▸ **EXERCISE INSTRUCTIONS**
- A) According to the article on the senators' letters about Libra, on what date are members of the Libra Association to sign a formal charter?
- B) From the article on the senators' letters about Libra, copy word for word the passage that opens with the words containing "In the letters, Schatz" and closes with "Facebook’s messenger app.".
- C) Summarize the article on the senators' letters about Libra in two sentences.

Senator Brian Schatz (D-HI) and Sherrod Brown (D-OH) sent three separate letters Tuesday to Visa CEO Alfred F. Kelly Jr., Stripe CEO Patrick Collinson and Mastercard CEO and president Ajaypal Singh Banga over the firms' participation in the developing network. The three companies are among 27 partners for the project so far.

Earlier this month PayPal dropped out of the Libra Association, just weeks before members are to sign a formal charter on Oct. 14.

In the letters, Schatz and Brown say Facebook, the driving force behind the network, has failed to satisfactorily answer regulatory concerns over terrorism, money laundering, monetary policy and economic destabilization.

At the heart of the senators' argument lay past accusations against the social media giant such as a New York Times article exposing criminal abuse of Facebook’s messenger app.

The letter states:

“It is chilling to think what could happen if Facebook combines encrypted messaging with embedded anonymous global payments via Libra.”

In what could be viewed as threatening language, Schatz and Brown say participating firms such as Visa, Stripe, and Mastercard may see heightened regulatory scrutiny overall as a result of Libra membership.

“If you take this on, you can expect a high level of scrutiny from regulators not only on Libra-related payment activities, but on all payment activities,” they wrote.

▸ **MATERIAL**
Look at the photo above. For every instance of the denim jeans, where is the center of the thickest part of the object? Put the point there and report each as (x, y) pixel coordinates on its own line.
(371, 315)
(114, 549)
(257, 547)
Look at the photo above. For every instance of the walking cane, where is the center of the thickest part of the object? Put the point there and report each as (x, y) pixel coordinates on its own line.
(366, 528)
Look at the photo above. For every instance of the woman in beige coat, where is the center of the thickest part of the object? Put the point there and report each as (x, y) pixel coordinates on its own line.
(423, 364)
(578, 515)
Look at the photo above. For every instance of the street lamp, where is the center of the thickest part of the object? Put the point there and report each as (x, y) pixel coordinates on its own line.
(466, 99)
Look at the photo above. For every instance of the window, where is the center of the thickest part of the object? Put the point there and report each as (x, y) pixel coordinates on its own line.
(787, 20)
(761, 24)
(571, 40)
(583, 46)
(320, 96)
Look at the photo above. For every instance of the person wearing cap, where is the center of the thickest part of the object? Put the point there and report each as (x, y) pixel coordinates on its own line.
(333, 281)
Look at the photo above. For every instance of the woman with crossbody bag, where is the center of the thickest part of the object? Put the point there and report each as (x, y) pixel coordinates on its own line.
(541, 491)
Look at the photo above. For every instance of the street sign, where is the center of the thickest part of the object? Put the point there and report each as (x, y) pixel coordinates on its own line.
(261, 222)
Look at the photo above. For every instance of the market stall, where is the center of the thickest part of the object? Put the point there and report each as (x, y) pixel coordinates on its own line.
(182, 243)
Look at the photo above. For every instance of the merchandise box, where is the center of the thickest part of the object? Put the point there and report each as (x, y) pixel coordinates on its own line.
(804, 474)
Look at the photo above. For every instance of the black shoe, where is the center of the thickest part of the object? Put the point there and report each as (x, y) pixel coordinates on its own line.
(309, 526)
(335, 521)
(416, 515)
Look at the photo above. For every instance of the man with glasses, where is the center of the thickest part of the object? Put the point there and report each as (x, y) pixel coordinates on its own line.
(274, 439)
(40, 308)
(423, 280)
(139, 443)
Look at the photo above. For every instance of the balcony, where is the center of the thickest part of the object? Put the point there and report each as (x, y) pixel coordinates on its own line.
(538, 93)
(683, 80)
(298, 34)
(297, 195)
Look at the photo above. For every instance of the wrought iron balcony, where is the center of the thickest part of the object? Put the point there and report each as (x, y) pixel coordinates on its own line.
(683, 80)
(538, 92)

▸ **ANSWERS**
- A) Oct. 14

- B)
In the letters, Schatz and Brown say Facebook, the driving force behind the network, has failed to satisfactorily answer regulatory concerns over terrorism, money laundering, monetary policy and economic destabilization.

At the heart of the senators' argument lay past accusations against the social media giant such as a New York Times article exposing criminal abuse of Facebook’s messenger app.

- C) Senators Brian Schatz and Sherrod Brown sent letters to the CEOs of Visa, Stripe and Mastercard over their firms' participation in the Libra network, saying Facebook has failed to satisfactorily answer regulatory concerns over terrorism, money laundering, monetary policy and economic destabilization. They warned that participating firms could expect heightened regulatory scrutiny of all their payment activities, not only those related to Libra.